▸ **Problem details**: Could you rewrite all of the material below with every "innermost" changed to "central", leaving everything else unchanged?

▸ **Record excerpts**:
-*-*-

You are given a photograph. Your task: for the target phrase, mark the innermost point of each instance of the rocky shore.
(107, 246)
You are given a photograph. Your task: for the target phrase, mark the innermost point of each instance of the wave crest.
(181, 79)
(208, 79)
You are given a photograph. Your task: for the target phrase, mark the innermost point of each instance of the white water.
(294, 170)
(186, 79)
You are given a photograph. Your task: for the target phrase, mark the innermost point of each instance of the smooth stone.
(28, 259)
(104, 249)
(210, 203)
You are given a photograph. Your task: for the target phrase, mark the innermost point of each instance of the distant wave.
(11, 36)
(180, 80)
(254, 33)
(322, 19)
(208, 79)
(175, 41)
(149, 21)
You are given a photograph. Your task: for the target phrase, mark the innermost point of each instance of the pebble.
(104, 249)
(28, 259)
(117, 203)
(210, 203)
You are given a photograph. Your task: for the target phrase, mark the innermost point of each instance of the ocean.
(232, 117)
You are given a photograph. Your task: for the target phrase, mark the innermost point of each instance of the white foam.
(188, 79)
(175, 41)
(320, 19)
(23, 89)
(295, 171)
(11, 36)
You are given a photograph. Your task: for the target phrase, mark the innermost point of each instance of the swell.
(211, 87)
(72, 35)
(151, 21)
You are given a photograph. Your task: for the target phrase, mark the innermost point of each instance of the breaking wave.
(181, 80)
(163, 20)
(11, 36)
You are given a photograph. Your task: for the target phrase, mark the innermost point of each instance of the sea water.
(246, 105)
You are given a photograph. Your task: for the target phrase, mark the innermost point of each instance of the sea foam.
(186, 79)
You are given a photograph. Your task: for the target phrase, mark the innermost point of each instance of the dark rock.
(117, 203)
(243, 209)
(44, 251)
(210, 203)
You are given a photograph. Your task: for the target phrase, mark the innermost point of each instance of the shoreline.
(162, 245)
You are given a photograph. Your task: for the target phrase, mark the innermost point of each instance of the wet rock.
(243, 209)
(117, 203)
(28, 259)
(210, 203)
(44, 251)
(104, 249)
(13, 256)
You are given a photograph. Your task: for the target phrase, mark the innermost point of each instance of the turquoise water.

-*-*-

▸ **Solution for this problem**:
You are given a photograph. Your task: for the target phrase, mark the central point of each instance of the rocky shore.
(107, 246)
You are given a photograph. Your task: for the target phrase, mark the central point of each instance of the wave crest.
(181, 79)
(208, 79)
You are given a photograph. Your task: for the target phrase, mark the central point of each instance of the white water.
(294, 170)
(186, 79)
You are given a photograph. Your task: for the target phrase, mark the central point of each instance of the smooth stone.
(28, 259)
(104, 249)
(210, 203)
You are given a photograph. Your task: for the target phrase, mark the central point of each instance of the distant wave.
(11, 36)
(180, 80)
(254, 33)
(322, 19)
(208, 79)
(175, 41)
(149, 21)
You are given a photograph. Your task: for the target phrase, mark the central point of each instance of the pebble.
(104, 249)
(28, 259)
(117, 203)
(210, 203)
You are given a photograph. Your task: for the target phrase, mark the central point of each instance of the ocean.
(232, 117)
You are given a photograph. Your task: for the target phrase, mark the central point of each instance of the white foam.
(188, 79)
(175, 41)
(320, 19)
(23, 89)
(295, 171)
(11, 36)
You are given a photograph. Your task: for the target phrase, mark the central point of each instance of the swell.
(211, 87)
(72, 35)
(151, 21)
You are given a photograph. Your task: for the target phrase, mark the central point of each instance of the breaking wave.
(181, 80)
(163, 20)
(11, 36)
You are given a photograph. Your task: for the target phrase, mark the central point of each instance of the sea water.
(246, 105)
You are given a photograph. Your task: for the target phrase, mark the central point of each instance of the sea foam.
(186, 79)
You are given a photograph. Your task: for the target phrase, mark the central point of each instance of the dark rock.
(117, 203)
(243, 209)
(44, 251)
(210, 203)
You are given a photograph. Your task: for the target phrase, mark the central point of each instance of the shoreline.
(162, 245)
You are given a photograph. Your task: for the target phrase, mark the central point of each instance of the wet rock.
(243, 209)
(117, 203)
(28, 259)
(210, 203)
(44, 251)
(104, 249)
(13, 256)
You are given a photograph. Your task: for the target phrase, mark the central point of each instance of the turquoise water.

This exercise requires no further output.